● Objective:
Rewrite the rows from the first one up to and including the line with "[220,144,262,175]", keeping the requests, and shift every bounding box coordinate up by 90. Leave the pictures out.

>>>>>

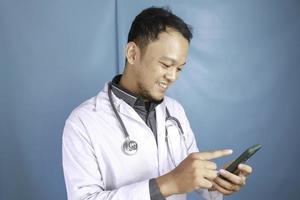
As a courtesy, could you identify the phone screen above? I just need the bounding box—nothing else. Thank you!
[220,144,262,173]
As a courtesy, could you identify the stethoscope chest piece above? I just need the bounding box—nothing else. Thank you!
[123,138,138,155]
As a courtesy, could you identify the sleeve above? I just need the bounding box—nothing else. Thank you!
[149,178,165,200]
[62,115,150,200]
[173,103,223,200]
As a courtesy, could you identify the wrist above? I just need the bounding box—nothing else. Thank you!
[156,173,178,197]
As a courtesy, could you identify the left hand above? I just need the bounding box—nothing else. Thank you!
[213,164,252,195]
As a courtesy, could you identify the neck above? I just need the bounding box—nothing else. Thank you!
[119,70,138,95]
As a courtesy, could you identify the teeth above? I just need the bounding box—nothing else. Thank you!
[159,82,168,89]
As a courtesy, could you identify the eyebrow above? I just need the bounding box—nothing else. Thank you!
[160,56,186,66]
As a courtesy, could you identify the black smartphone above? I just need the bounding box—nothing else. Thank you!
[220,144,262,175]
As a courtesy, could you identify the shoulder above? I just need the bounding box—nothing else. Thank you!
[164,96,185,115]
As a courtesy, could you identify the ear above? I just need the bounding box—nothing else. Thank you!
[125,42,140,64]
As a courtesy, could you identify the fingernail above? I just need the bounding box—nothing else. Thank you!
[227,149,233,153]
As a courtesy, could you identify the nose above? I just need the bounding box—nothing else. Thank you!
[165,67,177,82]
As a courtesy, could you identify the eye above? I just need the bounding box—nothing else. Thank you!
[160,62,170,68]
[177,67,182,72]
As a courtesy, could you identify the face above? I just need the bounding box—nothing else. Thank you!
[129,29,189,101]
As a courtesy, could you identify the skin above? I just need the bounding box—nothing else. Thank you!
[119,28,252,197]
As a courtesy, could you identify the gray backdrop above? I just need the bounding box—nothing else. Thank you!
[0,0,300,200]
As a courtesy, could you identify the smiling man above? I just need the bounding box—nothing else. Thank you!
[63,7,251,200]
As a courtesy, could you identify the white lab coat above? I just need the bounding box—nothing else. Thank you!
[63,84,222,200]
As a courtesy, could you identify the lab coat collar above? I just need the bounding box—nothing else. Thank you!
[95,83,166,124]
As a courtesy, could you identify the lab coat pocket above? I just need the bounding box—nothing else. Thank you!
[166,124,187,167]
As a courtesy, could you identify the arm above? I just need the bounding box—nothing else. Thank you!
[62,118,150,200]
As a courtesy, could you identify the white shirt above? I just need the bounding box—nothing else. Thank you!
[63,84,222,200]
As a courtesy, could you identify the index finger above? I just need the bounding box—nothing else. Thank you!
[194,149,233,160]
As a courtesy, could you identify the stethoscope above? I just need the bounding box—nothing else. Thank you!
[108,82,188,166]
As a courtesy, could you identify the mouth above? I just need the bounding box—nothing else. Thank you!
[158,81,168,92]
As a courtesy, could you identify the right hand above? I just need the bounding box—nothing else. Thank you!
[156,149,232,197]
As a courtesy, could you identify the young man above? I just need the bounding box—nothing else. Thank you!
[63,7,251,200]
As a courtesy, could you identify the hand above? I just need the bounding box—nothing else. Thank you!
[213,164,252,195]
[156,149,232,197]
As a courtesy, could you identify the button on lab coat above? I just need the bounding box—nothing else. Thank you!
[63,84,222,200]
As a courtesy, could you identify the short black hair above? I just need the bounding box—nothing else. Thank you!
[127,7,193,51]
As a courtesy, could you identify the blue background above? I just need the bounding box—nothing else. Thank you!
[0,0,300,200]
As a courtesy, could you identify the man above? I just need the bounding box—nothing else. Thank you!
[63,7,251,200]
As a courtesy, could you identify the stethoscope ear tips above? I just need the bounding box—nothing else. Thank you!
[123,138,138,155]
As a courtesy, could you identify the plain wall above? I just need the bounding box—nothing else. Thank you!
[0,0,300,200]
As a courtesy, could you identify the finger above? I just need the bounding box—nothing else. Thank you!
[193,159,217,170]
[220,169,246,186]
[238,164,252,176]
[192,149,232,160]
[203,170,218,181]
[214,177,240,192]
[213,183,233,195]
[195,178,213,189]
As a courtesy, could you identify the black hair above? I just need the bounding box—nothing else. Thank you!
[127,7,193,51]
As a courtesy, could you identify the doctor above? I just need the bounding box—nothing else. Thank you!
[63,7,251,200]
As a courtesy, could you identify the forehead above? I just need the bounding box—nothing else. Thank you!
[144,29,189,62]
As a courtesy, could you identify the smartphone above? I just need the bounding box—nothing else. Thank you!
[220,144,262,178]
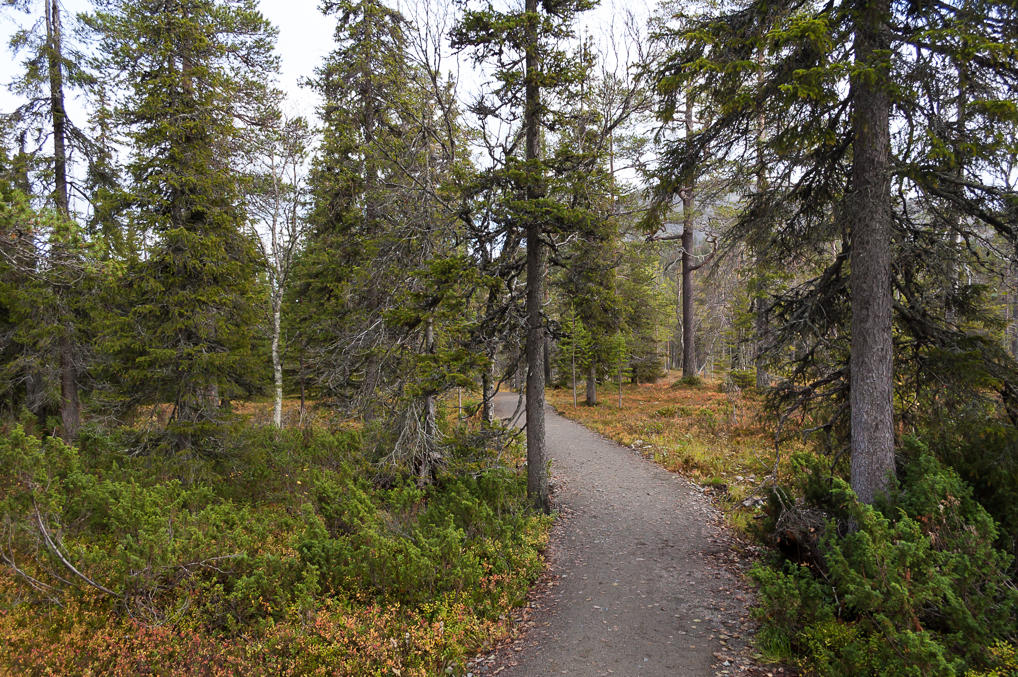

<<<<<

● Finished task:
As a courtesy, could you identify the phone screen above? I just need the bounding box—nothing else. Thank you!
[310,234,352,263]
As a courtesy, could you identify the stethoscope chest piece above? I just need the bounding box—nothing else. Thank you!
[213,228,228,245]
As a courtesy, could you identify the sleeve above? I just need the bounding box—nothing else. Thank you!
[239,268,255,290]
[152,205,240,290]
[263,193,313,290]
As a courtesy, could you identify the wrist above? I just need the bounding box—nothing else. Thank you!
[246,263,268,287]
As a courtesy, could you identify the left hand above? I just need the bounding box—nothing else. Thank you!
[303,254,342,285]
As a courtesy, could you identify the neck above? I just need the bounding box—nothing else. Thank you!
[209,160,228,185]
As a courtesy, could you identify the teeth above? I just need the bounding box—nothing else. Thank you!
[249,172,258,179]
As a courtesy, could you identify the eyebrow above? I just need the bounding box—nothing else. Thank you!
[250,146,276,156]
As a courtesy, could you identify the black smartphone above? I just need the bounding box—nothing else. Thank you!
[310,234,352,265]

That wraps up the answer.